Given exercise:
Report how many of the lines below contain the string "slope", matching case exactly. Give only the number.

Extracted data:
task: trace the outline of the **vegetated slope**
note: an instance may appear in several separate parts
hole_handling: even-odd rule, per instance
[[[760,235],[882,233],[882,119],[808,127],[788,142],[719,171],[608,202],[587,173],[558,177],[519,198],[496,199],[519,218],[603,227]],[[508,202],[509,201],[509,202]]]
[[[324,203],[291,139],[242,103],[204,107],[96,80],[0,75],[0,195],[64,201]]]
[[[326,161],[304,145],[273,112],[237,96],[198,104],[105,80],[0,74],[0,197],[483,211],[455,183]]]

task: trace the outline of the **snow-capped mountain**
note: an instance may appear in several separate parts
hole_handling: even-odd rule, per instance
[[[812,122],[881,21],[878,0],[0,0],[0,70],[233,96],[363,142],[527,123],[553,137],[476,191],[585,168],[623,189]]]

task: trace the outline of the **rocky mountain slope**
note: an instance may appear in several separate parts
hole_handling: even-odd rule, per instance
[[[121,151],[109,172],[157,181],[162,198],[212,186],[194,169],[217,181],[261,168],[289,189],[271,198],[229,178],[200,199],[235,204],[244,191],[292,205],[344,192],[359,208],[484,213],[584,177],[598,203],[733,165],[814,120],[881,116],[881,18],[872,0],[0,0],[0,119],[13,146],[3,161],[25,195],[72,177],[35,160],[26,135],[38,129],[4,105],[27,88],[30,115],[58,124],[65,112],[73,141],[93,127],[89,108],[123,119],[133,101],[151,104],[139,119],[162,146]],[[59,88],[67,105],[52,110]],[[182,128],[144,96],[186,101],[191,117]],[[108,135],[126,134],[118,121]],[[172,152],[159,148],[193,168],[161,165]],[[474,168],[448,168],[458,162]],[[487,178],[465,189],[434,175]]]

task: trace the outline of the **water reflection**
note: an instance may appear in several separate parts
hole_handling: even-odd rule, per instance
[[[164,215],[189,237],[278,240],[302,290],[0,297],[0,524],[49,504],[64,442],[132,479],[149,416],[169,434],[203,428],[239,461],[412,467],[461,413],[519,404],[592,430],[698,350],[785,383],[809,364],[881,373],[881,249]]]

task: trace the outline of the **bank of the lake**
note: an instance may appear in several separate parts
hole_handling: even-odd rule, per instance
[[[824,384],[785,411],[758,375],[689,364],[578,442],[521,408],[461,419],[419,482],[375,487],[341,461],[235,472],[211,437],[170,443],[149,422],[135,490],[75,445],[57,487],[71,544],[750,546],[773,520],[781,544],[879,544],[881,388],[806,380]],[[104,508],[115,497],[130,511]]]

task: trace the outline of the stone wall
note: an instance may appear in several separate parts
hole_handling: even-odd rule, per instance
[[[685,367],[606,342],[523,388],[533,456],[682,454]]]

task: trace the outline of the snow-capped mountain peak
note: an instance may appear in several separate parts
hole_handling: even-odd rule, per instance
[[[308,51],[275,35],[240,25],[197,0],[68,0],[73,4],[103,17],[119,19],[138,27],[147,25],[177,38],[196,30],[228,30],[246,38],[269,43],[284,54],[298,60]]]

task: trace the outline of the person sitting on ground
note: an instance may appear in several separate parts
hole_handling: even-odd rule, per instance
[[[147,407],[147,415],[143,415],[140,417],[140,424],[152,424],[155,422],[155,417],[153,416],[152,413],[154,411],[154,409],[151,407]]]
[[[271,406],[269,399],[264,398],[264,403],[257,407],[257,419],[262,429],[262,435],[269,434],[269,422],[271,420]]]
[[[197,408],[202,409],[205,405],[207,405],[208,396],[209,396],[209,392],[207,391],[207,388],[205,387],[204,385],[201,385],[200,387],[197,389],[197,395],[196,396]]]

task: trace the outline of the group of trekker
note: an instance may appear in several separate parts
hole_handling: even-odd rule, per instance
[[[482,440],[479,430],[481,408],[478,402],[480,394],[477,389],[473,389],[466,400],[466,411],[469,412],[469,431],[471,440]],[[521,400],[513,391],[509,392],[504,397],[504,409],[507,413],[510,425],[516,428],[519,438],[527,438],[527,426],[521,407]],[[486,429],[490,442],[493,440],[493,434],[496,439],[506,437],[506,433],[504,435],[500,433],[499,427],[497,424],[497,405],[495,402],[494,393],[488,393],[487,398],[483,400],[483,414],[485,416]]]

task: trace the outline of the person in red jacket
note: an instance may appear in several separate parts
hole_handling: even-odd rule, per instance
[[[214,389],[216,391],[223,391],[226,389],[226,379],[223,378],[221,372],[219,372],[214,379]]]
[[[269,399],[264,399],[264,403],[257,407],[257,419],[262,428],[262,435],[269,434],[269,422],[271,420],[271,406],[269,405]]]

Answer to the exercise:
2